> Stated exercise:
Reproduce the material from its beginning through the line containing "165 84 L 165", both included, with the requests kept as they are. In the answers only, multiply every viewBox dimension and path coordinate by 2.05 and round it to a whole number, rounding halves up; leave the numbers in the requests and their format samples unchanged.

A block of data
######

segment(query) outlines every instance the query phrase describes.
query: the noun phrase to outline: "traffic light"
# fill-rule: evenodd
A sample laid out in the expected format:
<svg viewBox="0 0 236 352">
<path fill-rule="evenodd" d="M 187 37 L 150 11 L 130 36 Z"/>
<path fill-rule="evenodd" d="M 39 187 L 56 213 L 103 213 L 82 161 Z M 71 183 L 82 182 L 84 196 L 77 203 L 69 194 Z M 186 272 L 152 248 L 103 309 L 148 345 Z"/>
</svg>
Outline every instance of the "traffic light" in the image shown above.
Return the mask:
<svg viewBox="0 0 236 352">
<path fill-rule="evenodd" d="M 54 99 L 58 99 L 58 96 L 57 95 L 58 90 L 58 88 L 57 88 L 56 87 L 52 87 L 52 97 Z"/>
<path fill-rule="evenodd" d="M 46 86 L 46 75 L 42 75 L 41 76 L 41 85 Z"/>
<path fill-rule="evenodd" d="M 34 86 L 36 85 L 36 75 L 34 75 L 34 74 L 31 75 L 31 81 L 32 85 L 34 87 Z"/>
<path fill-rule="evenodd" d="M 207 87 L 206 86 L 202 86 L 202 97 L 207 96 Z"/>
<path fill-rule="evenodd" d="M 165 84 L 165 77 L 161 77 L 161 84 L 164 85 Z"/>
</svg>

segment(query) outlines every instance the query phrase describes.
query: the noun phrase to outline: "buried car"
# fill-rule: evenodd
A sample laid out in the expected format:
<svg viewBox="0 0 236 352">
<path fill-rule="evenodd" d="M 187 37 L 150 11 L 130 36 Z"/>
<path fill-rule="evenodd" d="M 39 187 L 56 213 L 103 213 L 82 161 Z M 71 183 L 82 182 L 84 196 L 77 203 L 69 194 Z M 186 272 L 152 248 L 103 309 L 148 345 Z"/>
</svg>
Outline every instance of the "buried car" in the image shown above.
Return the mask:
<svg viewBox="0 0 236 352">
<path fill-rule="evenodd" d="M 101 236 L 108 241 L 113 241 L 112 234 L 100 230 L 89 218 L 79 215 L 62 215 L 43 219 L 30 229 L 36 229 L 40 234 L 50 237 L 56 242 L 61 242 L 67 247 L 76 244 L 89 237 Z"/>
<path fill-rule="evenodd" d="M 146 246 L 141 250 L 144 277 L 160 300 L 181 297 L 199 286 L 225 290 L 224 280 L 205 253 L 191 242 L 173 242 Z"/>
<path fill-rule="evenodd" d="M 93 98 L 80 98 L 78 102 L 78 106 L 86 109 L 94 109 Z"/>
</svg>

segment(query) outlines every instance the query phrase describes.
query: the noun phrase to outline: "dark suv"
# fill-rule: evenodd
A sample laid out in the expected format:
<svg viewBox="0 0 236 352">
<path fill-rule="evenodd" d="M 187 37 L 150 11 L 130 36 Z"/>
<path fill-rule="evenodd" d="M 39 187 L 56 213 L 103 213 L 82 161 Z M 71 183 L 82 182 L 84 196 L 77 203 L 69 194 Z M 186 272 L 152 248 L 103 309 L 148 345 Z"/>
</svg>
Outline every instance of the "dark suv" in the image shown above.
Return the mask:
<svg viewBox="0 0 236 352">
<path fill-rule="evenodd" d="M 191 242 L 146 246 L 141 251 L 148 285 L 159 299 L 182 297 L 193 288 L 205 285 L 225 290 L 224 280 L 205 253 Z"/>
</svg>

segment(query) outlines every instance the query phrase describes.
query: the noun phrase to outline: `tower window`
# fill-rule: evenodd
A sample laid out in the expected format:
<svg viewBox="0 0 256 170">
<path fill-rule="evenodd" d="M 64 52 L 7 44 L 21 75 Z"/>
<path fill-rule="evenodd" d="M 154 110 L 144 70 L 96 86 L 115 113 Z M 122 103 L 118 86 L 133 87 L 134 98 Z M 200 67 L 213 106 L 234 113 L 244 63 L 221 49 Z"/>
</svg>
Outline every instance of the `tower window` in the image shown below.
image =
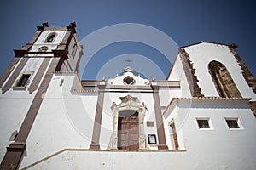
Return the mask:
<svg viewBox="0 0 256 170">
<path fill-rule="evenodd" d="M 71 57 L 73 59 L 77 52 L 77 45 L 74 44 L 72 49 Z"/>
<path fill-rule="evenodd" d="M 208 119 L 197 120 L 199 128 L 210 128 Z"/>
<path fill-rule="evenodd" d="M 29 80 L 31 74 L 23 74 L 17 83 L 17 87 L 25 87 Z"/>
<path fill-rule="evenodd" d="M 56 33 L 50 33 L 50 34 L 49 34 L 47 36 L 45 42 L 53 42 L 55 35 L 56 35 Z"/>
<path fill-rule="evenodd" d="M 226 119 L 229 128 L 240 128 L 237 119 Z"/>
<path fill-rule="evenodd" d="M 209 72 L 220 97 L 241 97 L 227 68 L 218 61 L 211 61 Z"/>
</svg>

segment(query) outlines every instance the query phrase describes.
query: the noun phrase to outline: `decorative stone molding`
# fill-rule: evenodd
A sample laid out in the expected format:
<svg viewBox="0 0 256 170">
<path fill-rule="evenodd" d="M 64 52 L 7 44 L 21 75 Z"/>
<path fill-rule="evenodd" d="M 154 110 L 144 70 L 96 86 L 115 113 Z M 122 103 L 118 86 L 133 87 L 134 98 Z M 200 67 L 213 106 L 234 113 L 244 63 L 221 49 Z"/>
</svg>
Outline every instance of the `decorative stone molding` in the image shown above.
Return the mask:
<svg viewBox="0 0 256 170">
<path fill-rule="evenodd" d="M 119 113 L 122 110 L 135 110 L 138 112 L 139 119 L 139 150 L 147 149 L 146 135 L 144 133 L 144 117 L 146 113 L 145 105 L 137 104 L 136 101 L 137 98 L 130 96 L 129 94 L 125 97 L 120 97 L 121 103 L 117 105 L 115 102 L 113 102 L 111 110 L 113 112 L 113 134 L 110 137 L 109 145 L 108 150 L 118 150 L 118 121 L 119 121 Z"/>
<path fill-rule="evenodd" d="M 199 82 L 195 76 L 195 69 L 193 68 L 193 64 L 190 60 L 189 54 L 183 48 L 180 48 L 182 64 L 185 71 L 185 75 L 190 88 L 190 93 L 193 97 L 203 97 L 201 94 L 201 88 L 197 84 Z"/>
</svg>

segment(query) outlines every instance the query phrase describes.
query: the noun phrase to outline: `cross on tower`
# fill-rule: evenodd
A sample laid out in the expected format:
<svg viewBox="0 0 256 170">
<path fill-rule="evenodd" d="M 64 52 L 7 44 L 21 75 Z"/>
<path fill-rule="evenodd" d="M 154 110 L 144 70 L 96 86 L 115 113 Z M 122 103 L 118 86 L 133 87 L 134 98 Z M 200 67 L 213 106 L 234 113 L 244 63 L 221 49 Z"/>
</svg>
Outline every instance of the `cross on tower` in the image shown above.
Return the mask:
<svg viewBox="0 0 256 170">
<path fill-rule="evenodd" d="M 127 59 L 126 60 L 125 60 L 125 62 L 127 62 L 128 64 L 127 64 L 127 66 L 130 66 L 130 63 L 131 62 L 132 60 L 131 60 L 131 59 Z"/>
</svg>

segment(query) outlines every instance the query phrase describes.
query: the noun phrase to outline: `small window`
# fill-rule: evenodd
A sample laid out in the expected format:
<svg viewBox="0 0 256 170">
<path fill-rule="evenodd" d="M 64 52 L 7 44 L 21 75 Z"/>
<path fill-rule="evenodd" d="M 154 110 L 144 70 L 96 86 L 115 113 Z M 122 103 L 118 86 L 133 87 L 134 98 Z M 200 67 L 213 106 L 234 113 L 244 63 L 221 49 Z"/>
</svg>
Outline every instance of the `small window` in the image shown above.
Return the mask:
<svg viewBox="0 0 256 170">
<path fill-rule="evenodd" d="M 198 119 L 197 123 L 199 128 L 210 128 L 208 119 Z"/>
<path fill-rule="evenodd" d="M 76 52 L 77 52 L 77 45 L 74 44 L 74 46 L 73 47 L 73 50 L 72 50 L 72 53 L 71 53 L 71 57 L 73 59 L 75 54 L 76 54 Z"/>
<path fill-rule="evenodd" d="M 47 36 L 47 38 L 46 38 L 46 42 L 53 42 L 55 35 L 56 35 L 55 33 L 49 34 L 49 35 Z"/>
<path fill-rule="evenodd" d="M 226 119 L 229 128 L 240 128 L 237 119 Z"/>
<path fill-rule="evenodd" d="M 29 80 L 31 74 L 23 74 L 17 83 L 17 87 L 25 87 Z"/>
</svg>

######

> Response:
segment(query) outlines every instance the query phrase describes.
query: the noun phrase to outline: "traffic light"
# fill-rule: evenodd
A sample laid out in the expected format:
<svg viewBox="0 0 236 352">
<path fill-rule="evenodd" d="M 187 37 L 150 11 L 130 36 Z"/>
<path fill-rule="evenodd" d="M 39 187 L 56 213 L 103 213 L 82 161 Z M 71 183 L 82 182 L 84 196 L 77 203 L 69 194 Z M 186 272 L 152 248 L 103 309 L 148 345 Z"/>
</svg>
Outline every instance of the "traffic light" in the image shown above.
Return the mask:
<svg viewBox="0 0 484 722">
<path fill-rule="evenodd" d="M 111 203 L 119 203 L 119 197 L 117 195 L 119 185 L 119 180 L 117 180 L 115 178 L 107 178 L 107 199 Z"/>
<path fill-rule="evenodd" d="M 94 176 L 94 154 L 86 154 L 84 156 L 84 174 Z"/>
<path fill-rule="evenodd" d="M 70 176 L 74 174 L 74 154 L 70 154 L 70 152 L 64 154 L 64 166 L 66 174 L 70 178 Z"/>
<path fill-rule="evenodd" d="M 424 178 L 422 176 L 414 176 L 414 199 L 424 197 Z"/>
<path fill-rule="evenodd" d="M 338 172 L 338 158 L 330 158 L 330 172 L 336 174 Z"/>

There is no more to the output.